* Task brief: Repeat the material verbatim. Images are excluded from the copy.

* Data section:
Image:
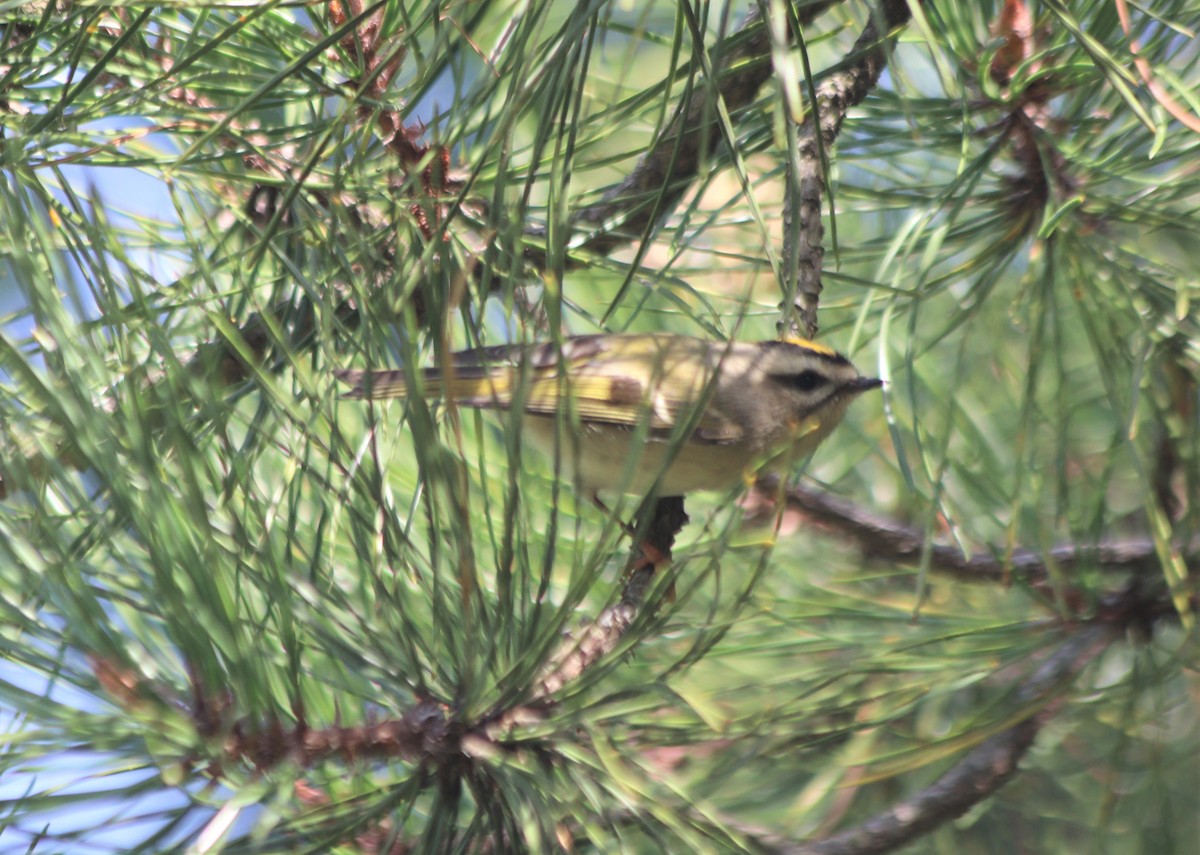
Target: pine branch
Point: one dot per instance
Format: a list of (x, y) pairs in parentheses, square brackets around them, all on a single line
[(881, 538), (983, 771), (803, 229)]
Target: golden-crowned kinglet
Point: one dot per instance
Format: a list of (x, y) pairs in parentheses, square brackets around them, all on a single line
[(702, 414)]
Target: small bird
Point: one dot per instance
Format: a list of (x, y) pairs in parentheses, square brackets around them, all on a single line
[(699, 414)]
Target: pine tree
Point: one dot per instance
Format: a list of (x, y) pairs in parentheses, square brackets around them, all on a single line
[(244, 614)]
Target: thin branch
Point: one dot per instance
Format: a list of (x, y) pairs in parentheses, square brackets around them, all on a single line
[(803, 250), (983, 771), (885, 539), (669, 169)]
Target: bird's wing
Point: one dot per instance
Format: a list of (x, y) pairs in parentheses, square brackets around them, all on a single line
[(625, 381)]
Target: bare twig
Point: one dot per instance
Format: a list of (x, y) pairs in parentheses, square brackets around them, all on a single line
[(983, 771), (882, 538), (803, 231)]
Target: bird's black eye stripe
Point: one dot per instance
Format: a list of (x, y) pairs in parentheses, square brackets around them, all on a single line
[(804, 381)]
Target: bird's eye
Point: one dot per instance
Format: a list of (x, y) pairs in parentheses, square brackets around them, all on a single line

* Exercise result:
Image:
Target: pine branch
Point: one dot per instance
Format: a list of (x, y) pairs in parentheses, square brackets around them, all on a single line
[(881, 538), (983, 771), (803, 229)]
Target: golden-crowned kinglet
Point: one dot per instance
Format: a list of (x, y) pairs in parentheses, square brackets around them, all on a single line
[(702, 414)]
Target: small bird
Point: one dot per instance
Format: a list of (x, y) pairs in parentheses, square brackets around them, all on a single line
[(699, 414)]
Target: pine tree
Point: one dot per instance
Format: a list of (x, y) pairs in parentheses, square brackets around them, all on a single line
[(244, 614)]
Target: thin branch
Point: one dot per instance
Format: a list of (x, y) pairs in parentheses, square brackets around them, all on a single line
[(803, 250), (983, 771), (885, 539), (669, 169)]
Target: bird's wing
Point: one dot per instance
Format: a list of (x, y) pairs in parentheses, square brackets around them, all on a single line
[(625, 381)]
Target: bare twig
Point: one dot per instance
Format: a list of (x, y) pairs in parentheses, square brackets around them, all on a single line
[(983, 771), (882, 538), (803, 231)]
Target: bird's black eye stripe
Point: one dot per instance
Format: a list of (x, y) pairs in parentheses, square brackets around them, all on a single line
[(804, 381)]
Target: bird's eye
Point: one dot per instance
Format: a list of (x, y) pairs in parentheses, square brackets around them, all on a single line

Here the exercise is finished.